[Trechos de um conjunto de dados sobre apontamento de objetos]
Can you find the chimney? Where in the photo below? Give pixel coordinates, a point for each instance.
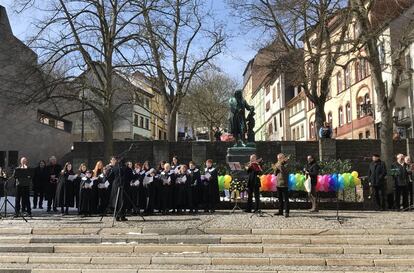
(5, 28)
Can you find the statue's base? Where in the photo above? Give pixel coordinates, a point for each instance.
(240, 154)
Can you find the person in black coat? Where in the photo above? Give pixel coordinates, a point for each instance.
(167, 180)
(312, 171)
(65, 191)
(121, 176)
(253, 184)
(410, 182)
(53, 170)
(182, 184)
(211, 190)
(148, 182)
(22, 189)
(86, 201)
(376, 176)
(401, 182)
(40, 181)
(194, 190)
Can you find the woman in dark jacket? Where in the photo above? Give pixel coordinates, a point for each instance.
(312, 170)
(65, 191)
(282, 174)
(40, 182)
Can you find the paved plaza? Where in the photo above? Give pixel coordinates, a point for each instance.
(223, 242)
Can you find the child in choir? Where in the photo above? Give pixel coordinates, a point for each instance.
(194, 191)
(182, 184)
(97, 172)
(103, 190)
(76, 183)
(211, 190)
(86, 206)
(65, 190)
(167, 178)
(136, 185)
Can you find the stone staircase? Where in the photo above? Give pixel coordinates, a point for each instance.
(96, 249)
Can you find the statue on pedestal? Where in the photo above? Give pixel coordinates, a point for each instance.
(237, 119)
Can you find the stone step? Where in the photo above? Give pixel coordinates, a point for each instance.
(196, 270)
(185, 231)
(204, 248)
(299, 240)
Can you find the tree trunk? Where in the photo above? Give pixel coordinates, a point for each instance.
(108, 135)
(172, 126)
(320, 117)
(387, 143)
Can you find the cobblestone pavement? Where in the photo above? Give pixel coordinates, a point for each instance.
(225, 219)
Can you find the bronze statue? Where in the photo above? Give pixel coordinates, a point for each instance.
(237, 119)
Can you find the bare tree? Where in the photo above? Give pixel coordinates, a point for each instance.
(373, 18)
(180, 37)
(309, 25)
(91, 44)
(206, 104)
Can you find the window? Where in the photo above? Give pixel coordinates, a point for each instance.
(135, 120)
(54, 121)
(147, 123)
(340, 116)
(381, 52)
(348, 113)
(2, 159)
(330, 118)
(141, 122)
(339, 82)
(13, 159)
(278, 90)
(270, 128)
(280, 120)
(312, 130)
(347, 77)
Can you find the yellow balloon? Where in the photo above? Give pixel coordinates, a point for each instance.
(355, 174)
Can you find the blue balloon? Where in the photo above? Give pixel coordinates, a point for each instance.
(341, 182)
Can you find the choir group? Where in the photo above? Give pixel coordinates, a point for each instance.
(127, 187)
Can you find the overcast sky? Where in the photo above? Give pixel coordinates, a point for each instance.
(232, 61)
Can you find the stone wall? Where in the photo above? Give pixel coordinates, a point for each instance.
(358, 151)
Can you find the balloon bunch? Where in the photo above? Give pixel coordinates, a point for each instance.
(296, 182)
(224, 182)
(337, 182)
(268, 182)
(326, 183)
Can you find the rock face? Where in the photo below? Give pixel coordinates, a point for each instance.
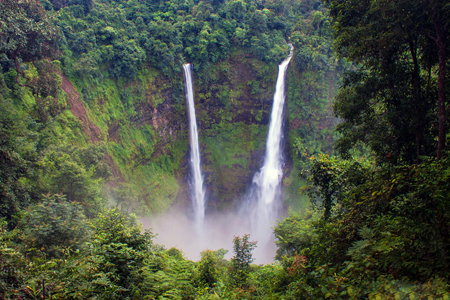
(144, 124)
(234, 104)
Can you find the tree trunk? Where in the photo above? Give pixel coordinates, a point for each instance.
(440, 43)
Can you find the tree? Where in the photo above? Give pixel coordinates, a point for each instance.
(240, 262)
(389, 101)
(26, 31)
(54, 226)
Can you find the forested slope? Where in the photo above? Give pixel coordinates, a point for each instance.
(110, 76)
(92, 112)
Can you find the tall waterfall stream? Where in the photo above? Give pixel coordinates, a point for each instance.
(260, 208)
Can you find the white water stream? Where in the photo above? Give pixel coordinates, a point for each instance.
(265, 196)
(263, 201)
(197, 190)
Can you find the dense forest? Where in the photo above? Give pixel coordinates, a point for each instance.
(93, 135)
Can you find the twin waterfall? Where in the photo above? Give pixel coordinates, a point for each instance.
(260, 210)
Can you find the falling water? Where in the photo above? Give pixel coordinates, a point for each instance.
(198, 193)
(266, 183)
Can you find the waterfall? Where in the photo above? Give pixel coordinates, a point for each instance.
(197, 191)
(265, 193)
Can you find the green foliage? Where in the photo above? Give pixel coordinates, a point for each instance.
(53, 227)
(209, 268)
(332, 178)
(240, 262)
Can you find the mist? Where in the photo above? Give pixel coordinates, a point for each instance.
(177, 229)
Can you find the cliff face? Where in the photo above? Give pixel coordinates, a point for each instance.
(144, 124)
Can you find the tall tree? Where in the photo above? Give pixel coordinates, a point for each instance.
(386, 102)
(26, 31)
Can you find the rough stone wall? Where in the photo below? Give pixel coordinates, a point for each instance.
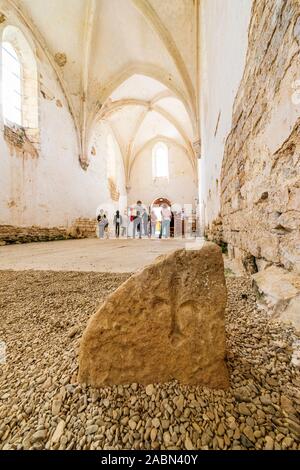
(260, 185)
(81, 228)
(85, 227)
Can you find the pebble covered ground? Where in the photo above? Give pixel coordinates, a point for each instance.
(42, 317)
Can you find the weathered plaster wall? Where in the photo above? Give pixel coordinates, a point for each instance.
(50, 188)
(260, 187)
(182, 185)
(223, 46)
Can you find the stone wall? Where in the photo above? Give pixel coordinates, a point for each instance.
(260, 184)
(81, 228)
(84, 228)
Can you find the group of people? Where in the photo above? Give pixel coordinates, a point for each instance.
(143, 223)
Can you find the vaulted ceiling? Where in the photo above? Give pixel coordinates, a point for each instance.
(132, 63)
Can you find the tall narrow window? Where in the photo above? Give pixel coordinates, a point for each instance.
(11, 85)
(160, 160)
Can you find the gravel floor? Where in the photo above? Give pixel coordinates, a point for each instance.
(42, 406)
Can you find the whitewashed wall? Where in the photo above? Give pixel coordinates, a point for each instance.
(53, 189)
(182, 185)
(223, 46)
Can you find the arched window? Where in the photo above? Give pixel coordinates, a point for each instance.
(19, 81)
(111, 158)
(160, 161)
(111, 168)
(11, 85)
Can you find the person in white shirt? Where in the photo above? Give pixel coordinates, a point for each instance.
(166, 216)
(124, 225)
(138, 221)
(153, 222)
(117, 223)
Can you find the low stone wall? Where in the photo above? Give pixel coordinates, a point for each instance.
(81, 228)
(10, 234)
(86, 228)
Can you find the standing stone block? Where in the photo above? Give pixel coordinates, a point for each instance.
(165, 322)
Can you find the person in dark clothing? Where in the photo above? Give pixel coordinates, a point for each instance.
(117, 223)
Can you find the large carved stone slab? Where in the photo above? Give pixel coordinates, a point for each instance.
(165, 322)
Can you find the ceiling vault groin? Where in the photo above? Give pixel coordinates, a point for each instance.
(89, 80)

- Detalhes da tarefa -
Apresente, por favor, uma cópia fiel de todos os registros acima, deixando as imagens de fora.

- Exercício resolvido -
Can you find the chimney? Where in the photo below? Give pixel coordinates, a point for each instance.
(5, 28)
Can you find the statue's base? Where in the photo above? Give pixel coordinates, a point for each instance.
(240, 154)
Can you find the person in black coat? Where in the photo above? Give pixel coordinates, a point for each instance.
(167, 180)
(312, 171)
(65, 191)
(121, 176)
(253, 184)
(410, 182)
(53, 170)
(182, 184)
(211, 190)
(148, 182)
(22, 189)
(86, 201)
(376, 176)
(401, 182)
(40, 181)
(194, 190)
Can you find the woman in dark jacket? Where in the photo above? Give pixel coordinates, a point for each instance.
(312, 170)
(65, 191)
(282, 174)
(40, 182)
Can you find the paved plaza? Where in the photo above? Give pixel coordinates, a point for each instance.
(223, 242)
Can you find the child in choir? Where in the photo above? Give pixel coordinates, a point for each instance.
(194, 191)
(182, 184)
(97, 172)
(103, 190)
(76, 183)
(211, 190)
(86, 206)
(65, 190)
(167, 178)
(136, 185)
Can you find the stone staircase? Where in the photo above? Give pixel coordinates, a point for each instance.
(96, 249)
Can you find the statue on pedestal? Where in the photo above? Give pixel coordinates, a point for each instance.
(237, 119)
Can you find the stone step? Where in the photo above? Give pixel coordinates, a point for each instance.
(196, 270)
(185, 231)
(204, 248)
(299, 240)
Can you find the tree trunk? Where in the photo above? Give pixel coordinates, a point for each instance.
(108, 135)
(172, 126)
(320, 117)
(387, 143)
Can you find the cobblestone pavement? Where in the photo above? Give pixel coordinates, a point for each instance.
(225, 219)
Can you find the bronze statue? Where in the photo above? Give pixel coordinates, a point for each instance.
(237, 119)
Can you find the bare tree? Where in the photo above? Give pixel coordinates, a point for each instance.
(373, 18)
(180, 37)
(309, 25)
(91, 44)
(206, 104)
Can you find the window? Where in the photo above? Give pixel coordinates, a point for each instance.
(135, 120)
(54, 121)
(147, 123)
(340, 116)
(381, 52)
(348, 113)
(2, 159)
(330, 118)
(141, 122)
(339, 82)
(13, 159)
(278, 90)
(270, 128)
(280, 120)
(312, 130)
(347, 77)
Can you find the yellow balloon? Where in the photo above? Give pixel coordinates, a point for each instance.
(355, 174)
Can you find the blue balloon? Where in the photo above? Give pixel coordinates, a point for each instance.
(341, 182)
Can you find the choir group? Where in the photo above? Give pixel coordinates, a point for each instance.
(127, 187)
Can you find the overcast sky? Where in the photo above? Give pixel coordinates, a point for each instance.
(232, 61)
Can you find the stone wall? Where in the photo above? Give pixel coordinates, a point for each instance.
(358, 151)
Can you find the balloon bunch? Where in the photo above? Give pixel coordinates, a point for each instance.
(296, 182)
(224, 182)
(337, 182)
(268, 182)
(326, 183)
Can you find the rock face? Where in the photo below? Give pixel coordinates, a point for each instance.
(144, 124)
(234, 104)
Can you find the tree trunk? Where in the photo above? Give pixel coordinates, a point for each instance.
(440, 43)
Can you find the tree? Where in the photo above? Give pixel coordinates, a point for each instance.
(240, 262)
(389, 101)
(26, 31)
(54, 226)
Can you find the forested slope? Where in the photo above? Give pixel coordinates, a point for each instance.
(110, 76)
(92, 112)
Can you find the tall waterfall stream? Where in the photo above? Give pixel coordinates, a point for each instance.
(260, 208)
Can you find the white water stream? Where in the photo above? Give pixel coordinates, a point for each instance.
(265, 196)
(263, 201)
(197, 190)
Can you find the dense forest? Where in the photo above? Give pixel coordinates, a point for each instance.
(93, 135)
Can you find the twin waterfall? Where in the photo above? Give pixel coordinates, a point for each instance.
(260, 210)
Can you find the falling water? Where in the photo above? Give pixel coordinates, a point for each instance.
(198, 193)
(266, 183)
Can you find the waterfall? Where in the photo above? Give pixel coordinates, a point for each instance.
(197, 191)
(265, 193)
Can you find the green foliage? Where in the photo above? Give pixel coordinates, a point for each instance.
(53, 227)
(209, 268)
(332, 178)
(240, 262)
Can you find the mist? Where in the photo above? Give pixel coordinates, a point for each instance.
(177, 229)
Can you find the cliff face? Where in the photo above? Give pixel coordinates, a point for each instance.
(144, 124)
Can you find the tall tree? Where in the photo above? Give pixel coordinates, a point for each instance.
(386, 102)
(26, 31)
Can you find the rough stone wall? Where in the photo below? Give pixel coordinates, a point for each instance.
(260, 185)
(81, 228)
(85, 227)
Can you find the pebble covered ground? Where in the photo above? Give pixel coordinates, a point for each instance.
(42, 317)
Can you find the weathered plaster wall? Where in the photo above? Give pixel coordinates, a point for each instance.
(50, 188)
(260, 187)
(182, 185)
(223, 46)
Can you find the stone wall? Where in the photo above? Give pixel coordinates, a point for each instance.
(260, 184)
(81, 228)
(84, 228)
Can you find the group of people? Where in the photo above? Give pixel coordinates, a point for each instance.
(143, 223)
Can you find the vaulted ceiling? Where in the photo above? Give pixel coordinates, a point for each instance.
(132, 63)
Can you find the tall narrow window? Where in the photo above? Give pixel coordinates, a point for each instance.
(11, 85)
(160, 160)
Can you find the gravel floor? Where in the photo above? Give pixel coordinates, a point for each instance.
(42, 406)
Can you find the whitewashed wall? Where in the photo above? Give pixel coordinates, a point for each instance.
(53, 189)
(182, 185)
(223, 46)
Can you find the arched window? Where in the photo above? Give pixel coordinates, a point for each instance.
(19, 81)
(111, 158)
(160, 161)
(111, 168)
(11, 85)
Can you find the person in white shirt? Where in the photo above? Give pixel coordinates, a point for each instance.
(166, 216)
(124, 225)
(138, 221)
(153, 222)
(117, 223)
Can you find the low stone wall? Where in the photo above? Give pixel coordinates, a point for each instance.
(81, 228)
(10, 234)
(86, 228)
Can you find the standing stone block? Where in the photo above? Give pixel coordinates, a point for each instance.
(165, 322)
Can you find the person in dark clothing? Where in the photo above? Give pixel coordinates, a point for each instance.
(117, 223)
Can you find the large carved stone slab? Where in the photo above? Give pixel coordinates, a point for each instance.
(165, 322)
Can you find the ceiling vault groin? Where in the photo above? Give pixel coordinates, a point for each instance.
(89, 80)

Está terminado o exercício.